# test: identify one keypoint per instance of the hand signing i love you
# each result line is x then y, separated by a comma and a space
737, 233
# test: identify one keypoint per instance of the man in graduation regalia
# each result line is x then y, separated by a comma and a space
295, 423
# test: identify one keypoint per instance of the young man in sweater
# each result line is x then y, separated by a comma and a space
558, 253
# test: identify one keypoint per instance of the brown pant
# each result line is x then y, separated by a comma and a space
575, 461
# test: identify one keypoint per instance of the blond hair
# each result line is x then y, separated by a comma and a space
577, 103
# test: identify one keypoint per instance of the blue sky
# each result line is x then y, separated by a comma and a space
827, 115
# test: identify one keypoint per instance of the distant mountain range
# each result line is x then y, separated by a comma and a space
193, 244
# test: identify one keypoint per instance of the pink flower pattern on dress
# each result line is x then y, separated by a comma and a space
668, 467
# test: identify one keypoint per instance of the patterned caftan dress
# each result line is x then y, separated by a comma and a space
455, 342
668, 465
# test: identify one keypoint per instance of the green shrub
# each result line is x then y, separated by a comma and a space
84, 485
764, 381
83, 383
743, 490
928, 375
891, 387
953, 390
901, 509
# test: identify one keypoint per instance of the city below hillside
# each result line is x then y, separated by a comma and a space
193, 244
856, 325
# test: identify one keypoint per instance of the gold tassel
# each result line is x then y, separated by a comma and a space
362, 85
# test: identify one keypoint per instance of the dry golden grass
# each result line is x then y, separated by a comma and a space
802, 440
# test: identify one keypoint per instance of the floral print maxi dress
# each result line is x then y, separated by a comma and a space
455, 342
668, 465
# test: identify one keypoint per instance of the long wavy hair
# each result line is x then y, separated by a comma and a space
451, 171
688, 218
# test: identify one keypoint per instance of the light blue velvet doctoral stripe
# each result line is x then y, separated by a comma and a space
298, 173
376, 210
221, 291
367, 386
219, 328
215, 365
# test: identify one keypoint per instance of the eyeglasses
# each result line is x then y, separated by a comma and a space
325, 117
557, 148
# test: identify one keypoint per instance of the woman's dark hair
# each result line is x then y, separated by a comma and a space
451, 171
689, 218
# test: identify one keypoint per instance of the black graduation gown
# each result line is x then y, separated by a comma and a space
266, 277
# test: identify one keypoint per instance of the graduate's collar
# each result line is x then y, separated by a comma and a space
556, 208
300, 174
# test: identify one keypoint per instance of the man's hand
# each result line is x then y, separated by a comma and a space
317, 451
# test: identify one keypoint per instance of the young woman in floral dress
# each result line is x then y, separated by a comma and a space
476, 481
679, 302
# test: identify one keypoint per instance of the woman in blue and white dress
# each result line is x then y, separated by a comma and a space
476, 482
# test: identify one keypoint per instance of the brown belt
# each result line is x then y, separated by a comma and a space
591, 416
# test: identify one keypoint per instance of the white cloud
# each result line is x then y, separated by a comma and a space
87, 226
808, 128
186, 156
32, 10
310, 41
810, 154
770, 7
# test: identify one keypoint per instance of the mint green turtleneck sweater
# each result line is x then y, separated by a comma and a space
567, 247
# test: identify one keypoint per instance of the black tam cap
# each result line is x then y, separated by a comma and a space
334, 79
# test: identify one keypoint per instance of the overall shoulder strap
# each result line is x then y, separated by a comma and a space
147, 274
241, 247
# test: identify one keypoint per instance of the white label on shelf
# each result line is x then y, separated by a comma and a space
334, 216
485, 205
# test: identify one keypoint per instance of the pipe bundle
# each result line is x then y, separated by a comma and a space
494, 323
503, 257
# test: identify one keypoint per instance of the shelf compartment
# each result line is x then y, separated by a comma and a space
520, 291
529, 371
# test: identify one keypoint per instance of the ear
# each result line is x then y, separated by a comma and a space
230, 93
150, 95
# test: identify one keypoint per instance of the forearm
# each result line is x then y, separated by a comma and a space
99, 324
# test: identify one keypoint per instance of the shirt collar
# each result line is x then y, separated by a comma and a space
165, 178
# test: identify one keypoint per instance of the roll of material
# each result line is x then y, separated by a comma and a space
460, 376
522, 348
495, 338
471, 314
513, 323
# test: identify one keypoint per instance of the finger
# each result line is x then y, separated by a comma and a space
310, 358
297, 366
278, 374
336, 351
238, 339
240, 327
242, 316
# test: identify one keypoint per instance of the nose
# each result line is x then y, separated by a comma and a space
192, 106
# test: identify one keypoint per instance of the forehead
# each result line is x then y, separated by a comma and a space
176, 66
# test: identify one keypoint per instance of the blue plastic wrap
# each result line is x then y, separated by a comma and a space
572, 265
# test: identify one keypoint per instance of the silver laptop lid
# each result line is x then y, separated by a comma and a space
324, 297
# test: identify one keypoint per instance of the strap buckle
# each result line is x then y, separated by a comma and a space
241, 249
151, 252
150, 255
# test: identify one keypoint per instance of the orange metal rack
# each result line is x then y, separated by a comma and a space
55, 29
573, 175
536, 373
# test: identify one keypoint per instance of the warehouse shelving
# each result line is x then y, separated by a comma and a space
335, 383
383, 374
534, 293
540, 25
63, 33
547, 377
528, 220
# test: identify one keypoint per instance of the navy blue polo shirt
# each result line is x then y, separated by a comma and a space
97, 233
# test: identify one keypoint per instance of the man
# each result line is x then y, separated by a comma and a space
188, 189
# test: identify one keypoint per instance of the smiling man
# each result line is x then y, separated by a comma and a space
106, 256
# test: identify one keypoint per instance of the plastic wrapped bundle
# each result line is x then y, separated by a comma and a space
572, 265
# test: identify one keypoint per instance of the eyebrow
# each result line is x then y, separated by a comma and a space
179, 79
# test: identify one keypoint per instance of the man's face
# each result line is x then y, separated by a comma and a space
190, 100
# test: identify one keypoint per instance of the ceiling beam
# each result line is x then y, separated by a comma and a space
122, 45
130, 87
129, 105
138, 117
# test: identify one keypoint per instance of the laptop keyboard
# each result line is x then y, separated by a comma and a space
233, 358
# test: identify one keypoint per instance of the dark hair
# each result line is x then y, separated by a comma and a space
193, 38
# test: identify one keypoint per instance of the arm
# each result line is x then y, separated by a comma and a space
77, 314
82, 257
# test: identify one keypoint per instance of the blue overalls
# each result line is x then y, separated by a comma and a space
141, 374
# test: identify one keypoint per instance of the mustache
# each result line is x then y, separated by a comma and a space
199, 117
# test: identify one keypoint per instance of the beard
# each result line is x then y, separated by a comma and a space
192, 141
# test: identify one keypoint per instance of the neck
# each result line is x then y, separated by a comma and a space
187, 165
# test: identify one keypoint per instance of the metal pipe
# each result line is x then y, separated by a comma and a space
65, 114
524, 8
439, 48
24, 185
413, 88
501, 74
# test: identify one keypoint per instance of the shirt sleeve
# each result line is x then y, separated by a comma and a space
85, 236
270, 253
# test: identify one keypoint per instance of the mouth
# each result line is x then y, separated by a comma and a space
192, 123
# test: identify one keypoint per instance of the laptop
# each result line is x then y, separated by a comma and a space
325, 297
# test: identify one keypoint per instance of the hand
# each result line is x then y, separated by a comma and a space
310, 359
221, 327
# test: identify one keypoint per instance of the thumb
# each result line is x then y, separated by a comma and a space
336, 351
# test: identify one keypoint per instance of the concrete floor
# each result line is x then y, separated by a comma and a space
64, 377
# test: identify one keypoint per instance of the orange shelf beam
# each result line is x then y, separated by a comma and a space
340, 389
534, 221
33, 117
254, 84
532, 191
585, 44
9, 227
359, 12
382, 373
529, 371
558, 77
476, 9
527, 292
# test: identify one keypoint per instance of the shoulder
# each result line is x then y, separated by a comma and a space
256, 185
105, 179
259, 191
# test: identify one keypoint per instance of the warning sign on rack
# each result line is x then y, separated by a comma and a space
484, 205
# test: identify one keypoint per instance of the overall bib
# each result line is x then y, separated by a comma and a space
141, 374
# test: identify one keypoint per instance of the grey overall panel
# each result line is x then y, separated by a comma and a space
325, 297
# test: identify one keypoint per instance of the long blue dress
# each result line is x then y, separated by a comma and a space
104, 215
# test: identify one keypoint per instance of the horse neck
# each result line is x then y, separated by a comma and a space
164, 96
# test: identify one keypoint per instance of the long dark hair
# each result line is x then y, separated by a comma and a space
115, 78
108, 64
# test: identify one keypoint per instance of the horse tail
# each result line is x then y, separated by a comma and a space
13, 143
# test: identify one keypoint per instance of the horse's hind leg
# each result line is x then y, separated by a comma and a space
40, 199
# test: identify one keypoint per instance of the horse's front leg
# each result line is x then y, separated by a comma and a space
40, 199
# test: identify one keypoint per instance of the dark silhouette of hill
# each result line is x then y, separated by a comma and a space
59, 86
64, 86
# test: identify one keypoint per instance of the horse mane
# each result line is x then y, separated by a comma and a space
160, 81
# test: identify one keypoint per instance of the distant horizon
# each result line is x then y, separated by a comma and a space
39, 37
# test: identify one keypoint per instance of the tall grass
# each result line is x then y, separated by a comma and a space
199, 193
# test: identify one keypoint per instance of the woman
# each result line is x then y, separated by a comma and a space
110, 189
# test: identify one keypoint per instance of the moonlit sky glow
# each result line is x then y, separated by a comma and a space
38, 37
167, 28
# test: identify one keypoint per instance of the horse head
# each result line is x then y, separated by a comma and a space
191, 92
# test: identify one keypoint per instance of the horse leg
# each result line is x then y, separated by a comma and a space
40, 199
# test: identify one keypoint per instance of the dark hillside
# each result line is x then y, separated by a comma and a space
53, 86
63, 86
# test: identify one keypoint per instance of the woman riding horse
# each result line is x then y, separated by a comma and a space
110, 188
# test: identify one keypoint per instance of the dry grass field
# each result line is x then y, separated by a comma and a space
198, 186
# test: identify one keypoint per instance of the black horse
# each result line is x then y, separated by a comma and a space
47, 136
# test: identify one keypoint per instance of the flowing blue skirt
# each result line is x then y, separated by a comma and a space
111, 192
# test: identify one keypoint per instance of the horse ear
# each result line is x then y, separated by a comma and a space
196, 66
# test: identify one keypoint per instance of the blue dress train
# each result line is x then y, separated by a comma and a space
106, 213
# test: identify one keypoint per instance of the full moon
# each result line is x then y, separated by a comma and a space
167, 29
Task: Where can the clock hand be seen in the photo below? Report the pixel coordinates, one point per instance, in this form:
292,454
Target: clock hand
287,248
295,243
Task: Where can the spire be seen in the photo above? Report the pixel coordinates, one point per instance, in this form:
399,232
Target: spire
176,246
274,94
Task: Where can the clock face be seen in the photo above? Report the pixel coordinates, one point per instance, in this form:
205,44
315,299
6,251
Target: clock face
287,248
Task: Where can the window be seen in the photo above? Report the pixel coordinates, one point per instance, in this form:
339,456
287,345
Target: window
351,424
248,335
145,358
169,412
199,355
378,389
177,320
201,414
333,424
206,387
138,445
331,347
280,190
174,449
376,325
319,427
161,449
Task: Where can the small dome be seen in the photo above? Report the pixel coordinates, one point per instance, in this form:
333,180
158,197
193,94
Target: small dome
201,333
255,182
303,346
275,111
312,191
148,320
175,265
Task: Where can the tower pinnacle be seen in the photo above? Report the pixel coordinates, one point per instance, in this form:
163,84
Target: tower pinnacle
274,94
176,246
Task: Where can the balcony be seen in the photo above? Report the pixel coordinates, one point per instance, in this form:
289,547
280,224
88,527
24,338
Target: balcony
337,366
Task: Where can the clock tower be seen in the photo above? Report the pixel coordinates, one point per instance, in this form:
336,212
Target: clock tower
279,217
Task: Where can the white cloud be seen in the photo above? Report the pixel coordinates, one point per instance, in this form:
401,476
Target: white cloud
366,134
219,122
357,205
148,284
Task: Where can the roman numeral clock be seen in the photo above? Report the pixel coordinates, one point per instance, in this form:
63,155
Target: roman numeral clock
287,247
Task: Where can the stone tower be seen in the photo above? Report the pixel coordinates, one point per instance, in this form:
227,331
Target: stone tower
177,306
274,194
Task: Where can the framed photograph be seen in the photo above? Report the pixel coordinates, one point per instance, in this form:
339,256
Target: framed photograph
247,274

==============================

■ **Work required**
Collect from the data above every line that includes "below".

■ **Expected answer**
# test: identify one keypoint per instance of the city below hillside
Task: Where can the clock hand be seen in the photo below? Report the pixel coordinates, one point per instance, in this form:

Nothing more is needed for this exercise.